(DATASET EXTRACT)

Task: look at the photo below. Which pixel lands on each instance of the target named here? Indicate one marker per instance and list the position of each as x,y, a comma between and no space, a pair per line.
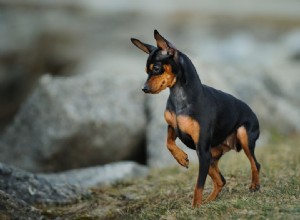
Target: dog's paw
182,158
254,187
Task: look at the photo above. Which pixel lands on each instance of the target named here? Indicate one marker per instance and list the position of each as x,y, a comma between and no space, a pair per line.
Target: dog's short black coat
205,119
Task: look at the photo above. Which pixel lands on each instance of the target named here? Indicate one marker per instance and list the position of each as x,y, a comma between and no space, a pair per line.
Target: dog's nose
146,89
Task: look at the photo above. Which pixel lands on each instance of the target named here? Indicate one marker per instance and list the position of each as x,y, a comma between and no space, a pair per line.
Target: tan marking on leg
243,138
189,126
197,200
218,184
170,118
178,154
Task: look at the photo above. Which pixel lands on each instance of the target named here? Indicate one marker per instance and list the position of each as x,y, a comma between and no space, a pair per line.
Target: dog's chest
186,128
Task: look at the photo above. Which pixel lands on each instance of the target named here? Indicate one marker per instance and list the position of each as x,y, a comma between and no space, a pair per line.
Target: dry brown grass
167,193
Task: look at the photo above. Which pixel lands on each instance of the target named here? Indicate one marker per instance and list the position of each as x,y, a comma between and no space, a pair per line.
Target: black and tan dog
204,119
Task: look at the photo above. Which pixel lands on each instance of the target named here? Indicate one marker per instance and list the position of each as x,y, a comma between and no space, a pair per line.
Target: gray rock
33,188
71,122
13,208
97,176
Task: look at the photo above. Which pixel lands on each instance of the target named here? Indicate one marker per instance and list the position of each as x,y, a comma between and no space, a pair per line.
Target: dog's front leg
204,155
178,154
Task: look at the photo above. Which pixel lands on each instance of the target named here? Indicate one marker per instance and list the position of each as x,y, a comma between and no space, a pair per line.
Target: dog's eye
156,69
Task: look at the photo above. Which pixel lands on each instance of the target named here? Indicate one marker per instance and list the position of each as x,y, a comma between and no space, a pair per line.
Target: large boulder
78,121
13,208
59,188
32,188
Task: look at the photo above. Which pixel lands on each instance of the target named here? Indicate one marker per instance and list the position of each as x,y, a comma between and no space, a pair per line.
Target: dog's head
161,64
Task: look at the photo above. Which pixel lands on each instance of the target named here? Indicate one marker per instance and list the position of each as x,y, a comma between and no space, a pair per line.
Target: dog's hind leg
247,140
215,174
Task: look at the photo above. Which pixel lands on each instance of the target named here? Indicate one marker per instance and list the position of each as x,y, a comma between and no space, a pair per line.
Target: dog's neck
188,84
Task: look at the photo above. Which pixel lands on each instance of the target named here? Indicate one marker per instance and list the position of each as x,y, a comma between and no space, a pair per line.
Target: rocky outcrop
33,188
58,188
78,121
13,208
98,176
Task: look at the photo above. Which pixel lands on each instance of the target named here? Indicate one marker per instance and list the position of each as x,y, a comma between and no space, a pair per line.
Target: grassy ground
167,193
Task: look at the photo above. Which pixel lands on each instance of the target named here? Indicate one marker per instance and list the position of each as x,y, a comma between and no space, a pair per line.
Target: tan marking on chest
170,118
189,126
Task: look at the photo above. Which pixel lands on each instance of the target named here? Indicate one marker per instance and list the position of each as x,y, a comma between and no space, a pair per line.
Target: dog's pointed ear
144,47
163,44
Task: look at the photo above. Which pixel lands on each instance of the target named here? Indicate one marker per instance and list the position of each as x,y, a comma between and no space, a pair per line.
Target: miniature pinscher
205,119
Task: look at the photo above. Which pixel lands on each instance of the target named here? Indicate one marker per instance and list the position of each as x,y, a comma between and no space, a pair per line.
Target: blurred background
70,79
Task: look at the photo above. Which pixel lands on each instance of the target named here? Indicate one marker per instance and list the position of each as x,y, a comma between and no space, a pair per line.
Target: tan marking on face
151,66
189,126
160,82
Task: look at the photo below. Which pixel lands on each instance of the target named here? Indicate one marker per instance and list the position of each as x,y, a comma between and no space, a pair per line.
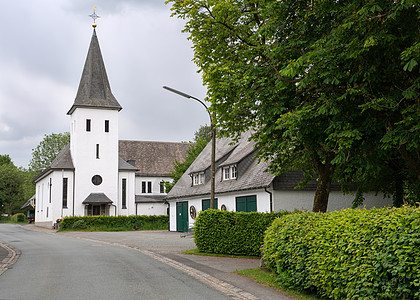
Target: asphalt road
53,266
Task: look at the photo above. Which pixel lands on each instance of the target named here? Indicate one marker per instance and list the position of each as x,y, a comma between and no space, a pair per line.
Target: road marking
12,257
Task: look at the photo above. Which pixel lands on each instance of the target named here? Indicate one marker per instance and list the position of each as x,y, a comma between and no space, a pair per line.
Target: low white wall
303,200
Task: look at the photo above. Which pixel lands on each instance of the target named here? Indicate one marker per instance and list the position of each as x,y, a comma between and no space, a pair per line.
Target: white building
96,173
242,184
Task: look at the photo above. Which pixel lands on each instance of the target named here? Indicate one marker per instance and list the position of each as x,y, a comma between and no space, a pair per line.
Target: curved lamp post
213,141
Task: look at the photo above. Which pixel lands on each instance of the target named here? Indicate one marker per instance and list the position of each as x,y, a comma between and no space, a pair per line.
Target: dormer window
198,178
230,172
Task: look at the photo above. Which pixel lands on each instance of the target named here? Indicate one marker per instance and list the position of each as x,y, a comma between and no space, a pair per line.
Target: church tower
94,138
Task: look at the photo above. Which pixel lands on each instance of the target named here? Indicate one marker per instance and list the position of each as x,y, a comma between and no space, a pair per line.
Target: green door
246,203
182,216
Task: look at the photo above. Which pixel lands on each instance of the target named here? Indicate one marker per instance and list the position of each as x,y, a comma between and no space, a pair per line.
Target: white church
98,174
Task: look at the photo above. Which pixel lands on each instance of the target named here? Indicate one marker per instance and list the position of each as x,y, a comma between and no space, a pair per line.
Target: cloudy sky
44,44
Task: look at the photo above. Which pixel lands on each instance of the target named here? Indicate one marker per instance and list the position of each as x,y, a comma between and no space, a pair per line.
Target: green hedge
349,254
115,223
227,232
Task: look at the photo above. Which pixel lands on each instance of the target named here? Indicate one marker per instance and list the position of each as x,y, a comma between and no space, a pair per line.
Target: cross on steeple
94,16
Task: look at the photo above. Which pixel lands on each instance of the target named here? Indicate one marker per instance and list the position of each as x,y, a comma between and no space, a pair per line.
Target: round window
96,180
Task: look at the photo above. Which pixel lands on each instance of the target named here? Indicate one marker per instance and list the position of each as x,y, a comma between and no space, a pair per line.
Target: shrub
227,232
350,254
112,223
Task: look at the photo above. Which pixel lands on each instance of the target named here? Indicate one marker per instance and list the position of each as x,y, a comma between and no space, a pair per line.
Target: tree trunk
325,173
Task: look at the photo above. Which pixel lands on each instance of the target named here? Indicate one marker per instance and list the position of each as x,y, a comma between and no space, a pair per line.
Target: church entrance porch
96,210
97,204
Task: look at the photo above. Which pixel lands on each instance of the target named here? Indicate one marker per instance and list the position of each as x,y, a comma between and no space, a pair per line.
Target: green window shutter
246,203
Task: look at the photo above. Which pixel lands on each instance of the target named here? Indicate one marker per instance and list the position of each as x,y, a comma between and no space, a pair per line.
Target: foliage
329,87
201,139
47,150
109,223
227,232
11,181
349,254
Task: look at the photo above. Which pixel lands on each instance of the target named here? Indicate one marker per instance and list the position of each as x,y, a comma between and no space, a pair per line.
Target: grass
197,252
269,279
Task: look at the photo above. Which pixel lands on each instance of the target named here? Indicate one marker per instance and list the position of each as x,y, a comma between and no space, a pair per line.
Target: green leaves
47,150
350,254
227,232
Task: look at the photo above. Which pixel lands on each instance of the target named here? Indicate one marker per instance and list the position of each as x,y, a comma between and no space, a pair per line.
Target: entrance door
182,216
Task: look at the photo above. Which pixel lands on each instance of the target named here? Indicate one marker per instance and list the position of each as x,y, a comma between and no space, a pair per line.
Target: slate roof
150,199
94,89
251,175
97,198
152,158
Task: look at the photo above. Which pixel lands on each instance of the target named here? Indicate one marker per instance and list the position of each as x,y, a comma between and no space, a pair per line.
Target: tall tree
47,150
329,87
201,138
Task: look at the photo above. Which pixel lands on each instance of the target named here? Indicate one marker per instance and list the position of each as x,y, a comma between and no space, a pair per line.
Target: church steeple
94,89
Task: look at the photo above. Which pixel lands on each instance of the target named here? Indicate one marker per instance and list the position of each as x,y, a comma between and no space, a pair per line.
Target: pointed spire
94,89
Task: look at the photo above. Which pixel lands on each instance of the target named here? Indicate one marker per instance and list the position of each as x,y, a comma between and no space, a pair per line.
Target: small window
97,180
233,172
198,178
124,193
230,172
226,173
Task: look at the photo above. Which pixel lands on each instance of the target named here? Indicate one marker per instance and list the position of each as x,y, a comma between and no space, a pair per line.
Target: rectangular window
198,178
124,193
205,204
246,203
234,172
65,189
226,173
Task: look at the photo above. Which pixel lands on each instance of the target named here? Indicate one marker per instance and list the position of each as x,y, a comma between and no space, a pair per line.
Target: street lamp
213,141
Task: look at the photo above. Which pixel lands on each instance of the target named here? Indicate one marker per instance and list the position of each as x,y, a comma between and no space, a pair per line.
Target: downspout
271,198
74,188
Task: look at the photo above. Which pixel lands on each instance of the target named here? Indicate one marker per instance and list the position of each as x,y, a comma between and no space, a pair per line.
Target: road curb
220,285
12,257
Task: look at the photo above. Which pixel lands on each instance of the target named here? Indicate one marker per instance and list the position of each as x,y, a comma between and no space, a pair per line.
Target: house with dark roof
243,184
98,174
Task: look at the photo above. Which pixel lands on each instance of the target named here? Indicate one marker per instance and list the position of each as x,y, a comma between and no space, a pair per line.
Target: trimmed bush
227,232
349,254
115,223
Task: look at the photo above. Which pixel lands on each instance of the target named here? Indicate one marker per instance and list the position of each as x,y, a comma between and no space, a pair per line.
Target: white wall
155,184
49,204
130,200
303,200
83,149
228,199
152,209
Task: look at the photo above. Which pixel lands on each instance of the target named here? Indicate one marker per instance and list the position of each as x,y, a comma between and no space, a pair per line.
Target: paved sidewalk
165,246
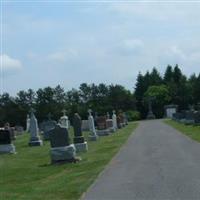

(End DATASET EXTRACT)

▶ [BRIEF] Please repeat the lines above from the line containing "Target: trimmed bush" through the final line, both included, exactly as they stand and without pictures.

▶ [COMPLETED TASK]
Target: trimmed bush
227,232
349,254
115,223
Task: look at the photo above. Which pixel lands on each instance of the target named here? Indicate one marker per instance and list the position of each as x,y, a comma between and no space, a pair per line.
Target: white wall
155,184
49,204
130,200
303,200
83,149
228,199
152,209
Task: look at the photo above. Which pixel lands on each instance of the target named here? Indicate one marker per instance and list the position of each as x,y, a comma between and no space, a pair per line.
Target: paved sidewalk
165,246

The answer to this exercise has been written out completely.